┌──

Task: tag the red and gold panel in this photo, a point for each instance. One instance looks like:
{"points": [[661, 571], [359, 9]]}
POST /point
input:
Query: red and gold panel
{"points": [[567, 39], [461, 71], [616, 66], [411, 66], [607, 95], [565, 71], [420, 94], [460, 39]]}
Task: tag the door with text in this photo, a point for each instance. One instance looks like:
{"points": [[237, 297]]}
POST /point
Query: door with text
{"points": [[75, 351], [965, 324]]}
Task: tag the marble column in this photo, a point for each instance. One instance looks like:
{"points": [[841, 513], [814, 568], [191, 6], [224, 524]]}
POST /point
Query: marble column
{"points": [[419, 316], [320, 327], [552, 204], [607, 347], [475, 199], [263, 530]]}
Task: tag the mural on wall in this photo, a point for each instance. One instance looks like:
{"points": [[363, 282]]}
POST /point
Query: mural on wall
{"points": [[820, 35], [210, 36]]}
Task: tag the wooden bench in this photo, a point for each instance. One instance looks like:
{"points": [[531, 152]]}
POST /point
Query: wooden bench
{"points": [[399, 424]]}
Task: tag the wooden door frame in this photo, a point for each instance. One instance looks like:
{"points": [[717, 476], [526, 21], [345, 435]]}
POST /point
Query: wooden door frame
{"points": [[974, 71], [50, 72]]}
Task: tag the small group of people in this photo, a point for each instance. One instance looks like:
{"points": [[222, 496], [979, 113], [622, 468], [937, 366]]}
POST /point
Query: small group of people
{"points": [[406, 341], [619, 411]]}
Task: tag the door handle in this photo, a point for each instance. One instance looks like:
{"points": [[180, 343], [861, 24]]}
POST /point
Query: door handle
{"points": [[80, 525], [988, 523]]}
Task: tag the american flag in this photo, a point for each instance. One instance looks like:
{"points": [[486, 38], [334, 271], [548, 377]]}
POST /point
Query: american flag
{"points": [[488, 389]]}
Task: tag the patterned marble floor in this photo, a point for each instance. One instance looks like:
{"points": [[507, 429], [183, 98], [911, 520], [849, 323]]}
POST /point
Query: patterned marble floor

└──

- **GOAL OF THE EXERCISE**
Copy out each line of the records character for character.

- **WRITTEN REPLY**
Task: tag the red and gold panel in this photo, a point for each instance. One instance looks like:
{"points": [[661, 571], [359, 9]]}
POST /point
input:
Query: red and gold panel
{"points": [[567, 39], [461, 71], [616, 66], [411, 66], [607, 95], [565, 71], [420, 94], [460, 39]]}
Task: tag the door with text in this photo, a point for each instance. One instance looks like:
{"points": [[237, 297]]}
POST /point
Query: door with text
{"points": [[75, 351], [965, 324]]}
Task: tag the marble column in this photo, a point for each instance. One instance looks like:
{"points": [[841, 513], [814, 568], [191, 6], [224, 524]]}
POST /point
Query: marble column
{"points": [[419, 316], [320, 327], [552, 204], [607, 347], [475, 199], [263, 530]]}
Task: tag the mural on wall in this photo, a point for each instance. One instance looks like:
{"points": [[363, 282]]}
POST /point
Query: mural on wall
{"points": [[820, 35], [210, 36]]}
Task: tag the wooden bench in this photo, a point for each instance. One instance looks like:
{"points": [[531, 152]]}
POST /point
Query: wooden bench
{"points": [[399, 424]]}
Task: tag the wooden door frame in this photo, a point for each instance. One instance looks like:
{"points": [[717, 476], [526, 21], [345, 435]]}
POST /point
Query: wooden door frame
{"points": [[974, 71], [50, 72]]}
Task: tag the small group of people in this photo, a point for each instance. One instance looks like:
{"points": [[222, 496], [979, 113], [622, 468], [937, 366]]}
POST /point
Query: small group of people
{"points": [[406, 341], [619, 411]]}
Task: tag the door handle in this photo, a point for each instance. One instance looks like:
{"points": [[180, 343], [861, 24]]}
POST /point
Query: door handle
{"points": [[80, 525], [988, 523]]}
Task: tag the american flag in this photo, a point for each instance. One instance looks like:
{"points": [[486, 38], [334, 271], [548, 377]]}
POST /point
Query: american flag
{"points": [[488, 389]]}
Task: tag the patterned marble floor in this photo, a point for each instance. One instance looks like:
{"points": [[507, 429], [183, 98], [911, 520], [849, 323]]}
POST /point
Query: patterned marble floor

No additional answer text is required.